▸ **Document text**

Action by the Government and a health regulator to communicate with women over the PIP breast implants scandal was "inadequate", MPs said today.
The Commons Health Committee pointed to a more than 20-month delay between a safety alert being issued to surgeons over the potentially faulty implants and "urgent action" to gather evidence and communicate with affected women.
Around 47,000 British women are believed to have been given the implants manufactured by French company Poly Implant Prothese (PIP).
They were filled with non-medical grade silicone intended for use in mattresses and have been linked to rupture and swelling in the body.
We'll be speaking to one of those women, from Ashford in Kent, later on Meridian Tonight.
New evidence in today's report said surgeons have experienced "increased difficulty" in removing ruptured implants, which may mean there is a need to recommend they are taken out early.
Evidence from one of the clinics also points to women suffering pus, "redness and lumpy, granular tissue", and silicone in the lymph nodes in "one in four to one in five cases".
Even when implants have not ruptured, surgeons taking them out have found a "milky secretion" in 20% to 25% of cases, the report said.
MPs criticised the actions of the Medicines and Healthcare products Regulatory Agency (MHRA) and questioned the Government's response.
The MHRA issued an alert in March 2010 telling surgeons they should stop using PIPimplants - the CE mark for PIP implants had been withdrawn following concerns raised in France.
Such alerts require the NHS to respond saying they will not use the devices - but no such response is required from private clinics, who used the vast majority of PIP implants.

Point localization data:

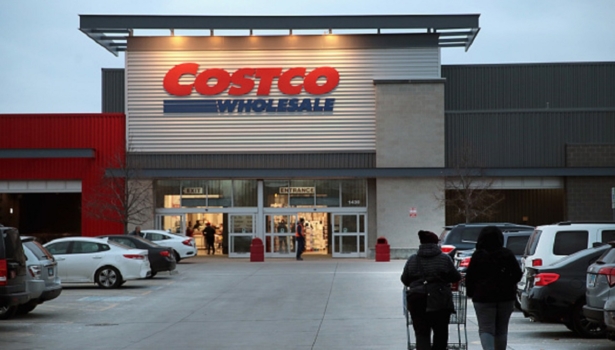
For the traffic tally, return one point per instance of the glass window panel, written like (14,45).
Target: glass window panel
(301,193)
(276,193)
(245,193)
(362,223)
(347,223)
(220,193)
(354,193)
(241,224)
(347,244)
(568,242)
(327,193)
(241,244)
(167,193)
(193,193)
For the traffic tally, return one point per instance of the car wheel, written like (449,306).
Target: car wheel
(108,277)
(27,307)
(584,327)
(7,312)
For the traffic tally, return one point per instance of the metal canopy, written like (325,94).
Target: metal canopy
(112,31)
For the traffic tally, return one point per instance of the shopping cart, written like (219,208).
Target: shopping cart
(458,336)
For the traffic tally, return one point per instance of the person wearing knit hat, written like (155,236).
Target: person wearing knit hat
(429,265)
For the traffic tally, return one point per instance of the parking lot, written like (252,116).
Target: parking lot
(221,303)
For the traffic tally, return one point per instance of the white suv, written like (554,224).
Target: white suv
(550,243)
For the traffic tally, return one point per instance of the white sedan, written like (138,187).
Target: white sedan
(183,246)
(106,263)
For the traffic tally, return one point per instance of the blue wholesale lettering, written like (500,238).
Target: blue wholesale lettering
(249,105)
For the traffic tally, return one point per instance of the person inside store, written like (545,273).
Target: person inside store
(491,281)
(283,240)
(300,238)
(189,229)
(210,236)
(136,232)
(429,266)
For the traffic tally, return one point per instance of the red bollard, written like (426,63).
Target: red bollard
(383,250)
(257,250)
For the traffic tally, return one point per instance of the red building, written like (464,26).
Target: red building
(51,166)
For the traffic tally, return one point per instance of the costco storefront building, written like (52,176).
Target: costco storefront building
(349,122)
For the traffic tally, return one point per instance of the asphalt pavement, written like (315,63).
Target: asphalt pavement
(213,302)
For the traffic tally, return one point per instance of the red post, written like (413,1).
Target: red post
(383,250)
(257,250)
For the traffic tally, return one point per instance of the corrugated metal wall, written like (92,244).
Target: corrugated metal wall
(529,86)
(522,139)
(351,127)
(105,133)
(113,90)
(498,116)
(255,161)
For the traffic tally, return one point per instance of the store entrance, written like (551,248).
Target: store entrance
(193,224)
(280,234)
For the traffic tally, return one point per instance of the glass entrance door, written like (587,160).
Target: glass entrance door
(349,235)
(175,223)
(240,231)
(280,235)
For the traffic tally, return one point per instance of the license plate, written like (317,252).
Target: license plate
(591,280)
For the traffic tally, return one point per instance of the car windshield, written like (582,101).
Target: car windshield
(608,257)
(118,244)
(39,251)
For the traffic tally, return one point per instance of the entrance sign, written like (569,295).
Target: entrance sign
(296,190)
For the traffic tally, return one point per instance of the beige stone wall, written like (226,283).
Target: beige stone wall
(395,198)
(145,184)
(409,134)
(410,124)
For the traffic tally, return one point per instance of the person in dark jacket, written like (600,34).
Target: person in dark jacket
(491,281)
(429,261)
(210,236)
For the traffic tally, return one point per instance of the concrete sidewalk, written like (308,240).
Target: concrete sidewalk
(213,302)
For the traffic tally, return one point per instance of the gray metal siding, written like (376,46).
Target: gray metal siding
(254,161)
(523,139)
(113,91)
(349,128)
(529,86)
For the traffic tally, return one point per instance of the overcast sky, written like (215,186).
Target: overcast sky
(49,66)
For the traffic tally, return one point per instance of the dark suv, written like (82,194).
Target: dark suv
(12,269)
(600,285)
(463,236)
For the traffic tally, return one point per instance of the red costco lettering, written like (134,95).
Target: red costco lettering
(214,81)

---

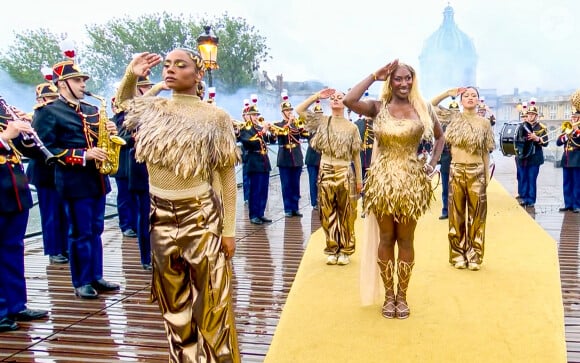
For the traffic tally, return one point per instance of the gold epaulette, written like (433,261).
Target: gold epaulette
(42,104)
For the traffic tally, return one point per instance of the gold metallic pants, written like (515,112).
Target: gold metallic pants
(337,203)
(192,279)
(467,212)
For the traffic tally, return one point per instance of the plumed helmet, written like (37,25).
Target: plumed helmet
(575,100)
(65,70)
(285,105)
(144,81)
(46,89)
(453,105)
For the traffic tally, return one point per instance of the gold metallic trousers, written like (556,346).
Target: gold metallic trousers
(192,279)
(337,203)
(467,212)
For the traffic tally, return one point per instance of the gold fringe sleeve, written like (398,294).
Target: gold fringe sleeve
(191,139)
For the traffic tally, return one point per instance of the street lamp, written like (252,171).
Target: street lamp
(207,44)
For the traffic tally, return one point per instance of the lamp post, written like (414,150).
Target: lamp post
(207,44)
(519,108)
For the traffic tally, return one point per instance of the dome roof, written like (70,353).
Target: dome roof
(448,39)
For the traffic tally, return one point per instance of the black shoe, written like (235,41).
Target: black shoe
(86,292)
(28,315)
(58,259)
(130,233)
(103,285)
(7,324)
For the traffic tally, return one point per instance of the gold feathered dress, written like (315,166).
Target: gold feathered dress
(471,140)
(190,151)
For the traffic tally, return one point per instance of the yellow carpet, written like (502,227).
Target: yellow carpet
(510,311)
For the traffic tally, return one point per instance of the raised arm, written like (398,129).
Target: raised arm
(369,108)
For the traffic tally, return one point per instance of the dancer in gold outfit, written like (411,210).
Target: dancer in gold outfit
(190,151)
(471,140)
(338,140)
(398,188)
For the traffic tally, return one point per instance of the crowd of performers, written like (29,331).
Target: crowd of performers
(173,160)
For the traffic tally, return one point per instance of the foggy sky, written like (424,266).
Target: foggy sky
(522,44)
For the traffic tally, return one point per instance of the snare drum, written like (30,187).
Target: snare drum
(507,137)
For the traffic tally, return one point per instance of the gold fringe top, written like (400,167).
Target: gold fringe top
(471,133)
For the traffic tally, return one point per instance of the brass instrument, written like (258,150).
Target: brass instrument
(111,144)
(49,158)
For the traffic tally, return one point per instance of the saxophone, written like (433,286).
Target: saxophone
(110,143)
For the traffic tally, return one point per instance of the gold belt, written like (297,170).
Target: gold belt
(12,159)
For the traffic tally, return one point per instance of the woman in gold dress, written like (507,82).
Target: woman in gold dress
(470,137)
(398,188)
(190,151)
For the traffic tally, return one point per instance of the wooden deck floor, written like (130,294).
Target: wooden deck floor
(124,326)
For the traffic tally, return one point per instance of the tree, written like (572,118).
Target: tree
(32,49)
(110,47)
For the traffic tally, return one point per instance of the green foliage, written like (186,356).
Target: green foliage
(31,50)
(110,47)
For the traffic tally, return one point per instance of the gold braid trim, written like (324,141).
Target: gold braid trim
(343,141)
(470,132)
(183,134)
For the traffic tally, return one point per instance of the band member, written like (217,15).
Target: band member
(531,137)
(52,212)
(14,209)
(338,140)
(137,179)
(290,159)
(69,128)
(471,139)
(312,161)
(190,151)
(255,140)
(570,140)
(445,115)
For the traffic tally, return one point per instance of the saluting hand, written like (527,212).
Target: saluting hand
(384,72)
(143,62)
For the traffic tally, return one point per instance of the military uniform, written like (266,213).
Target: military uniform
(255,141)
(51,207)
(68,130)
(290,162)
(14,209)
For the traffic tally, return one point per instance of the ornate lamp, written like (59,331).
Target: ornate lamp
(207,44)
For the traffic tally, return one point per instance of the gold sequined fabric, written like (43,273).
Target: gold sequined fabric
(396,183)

▸ **Tasks to complete**
**A.** From the PIP implants article, return everything from "The Commons Health" down to "with affected women.".
**B.** List every phrase that the PIP implants article places inside quotation marks.

▸ **Activity answers**
**A.**
The Commons Health Committee pointed to a more than 20-month delay between a safety alert being issued to surgeons over the potentially faulty implants and "urgent action" to gather evidence and communicate with affected women.

**B.**
- inadequate
- urgent action
- increased difficulty
- redness and lumpy, granular tissue
- one in four to one in five cases
- milky secretion